#### What the exercise asks
Reproduce only the stretch of the records below from the line containing "Task: mark the beach" through the line containing "[[233, 324]]", requests included. Shift every point coordinate in the answers up by 41, and keep the requests and their format samples unchanged.

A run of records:
* START *

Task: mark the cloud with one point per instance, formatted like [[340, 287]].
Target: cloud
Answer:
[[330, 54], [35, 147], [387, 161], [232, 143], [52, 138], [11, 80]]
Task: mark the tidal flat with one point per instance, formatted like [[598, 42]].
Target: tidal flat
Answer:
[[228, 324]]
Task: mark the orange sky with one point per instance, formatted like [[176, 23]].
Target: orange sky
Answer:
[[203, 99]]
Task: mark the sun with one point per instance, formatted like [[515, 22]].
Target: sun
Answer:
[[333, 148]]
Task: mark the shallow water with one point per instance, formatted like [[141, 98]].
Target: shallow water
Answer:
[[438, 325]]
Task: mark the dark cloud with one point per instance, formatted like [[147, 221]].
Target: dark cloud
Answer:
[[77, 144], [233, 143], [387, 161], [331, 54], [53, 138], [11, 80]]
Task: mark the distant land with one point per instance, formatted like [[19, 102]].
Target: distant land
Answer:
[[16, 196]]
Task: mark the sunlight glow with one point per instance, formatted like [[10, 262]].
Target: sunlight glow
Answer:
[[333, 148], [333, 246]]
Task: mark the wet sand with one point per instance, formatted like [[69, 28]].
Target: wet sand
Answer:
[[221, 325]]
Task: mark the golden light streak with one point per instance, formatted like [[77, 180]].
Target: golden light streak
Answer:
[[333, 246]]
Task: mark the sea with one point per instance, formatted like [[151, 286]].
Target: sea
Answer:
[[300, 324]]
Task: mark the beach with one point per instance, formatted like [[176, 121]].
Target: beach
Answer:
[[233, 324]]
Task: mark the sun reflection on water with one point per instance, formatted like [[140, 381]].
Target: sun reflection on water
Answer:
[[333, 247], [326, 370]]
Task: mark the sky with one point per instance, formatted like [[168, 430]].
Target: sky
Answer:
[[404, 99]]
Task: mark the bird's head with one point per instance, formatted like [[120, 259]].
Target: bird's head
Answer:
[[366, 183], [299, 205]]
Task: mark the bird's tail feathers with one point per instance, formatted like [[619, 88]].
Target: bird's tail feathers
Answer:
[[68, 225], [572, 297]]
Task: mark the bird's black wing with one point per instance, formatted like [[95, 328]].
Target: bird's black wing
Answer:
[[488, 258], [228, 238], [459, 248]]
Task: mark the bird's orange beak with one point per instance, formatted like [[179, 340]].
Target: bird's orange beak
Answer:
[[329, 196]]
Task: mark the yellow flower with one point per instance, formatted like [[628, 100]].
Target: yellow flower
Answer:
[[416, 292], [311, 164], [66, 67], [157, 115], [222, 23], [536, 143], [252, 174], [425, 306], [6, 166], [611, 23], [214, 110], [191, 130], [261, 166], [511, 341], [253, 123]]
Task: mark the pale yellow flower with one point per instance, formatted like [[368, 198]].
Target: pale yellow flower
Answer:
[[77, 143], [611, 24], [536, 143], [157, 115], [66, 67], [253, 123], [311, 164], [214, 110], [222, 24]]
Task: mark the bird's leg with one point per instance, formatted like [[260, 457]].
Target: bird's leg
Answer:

* END *

#### Solved problem
Task: mark the beach with one point per instance, formatted like [[176, 121]].
Target: beach
Answer:
[[274, 365]]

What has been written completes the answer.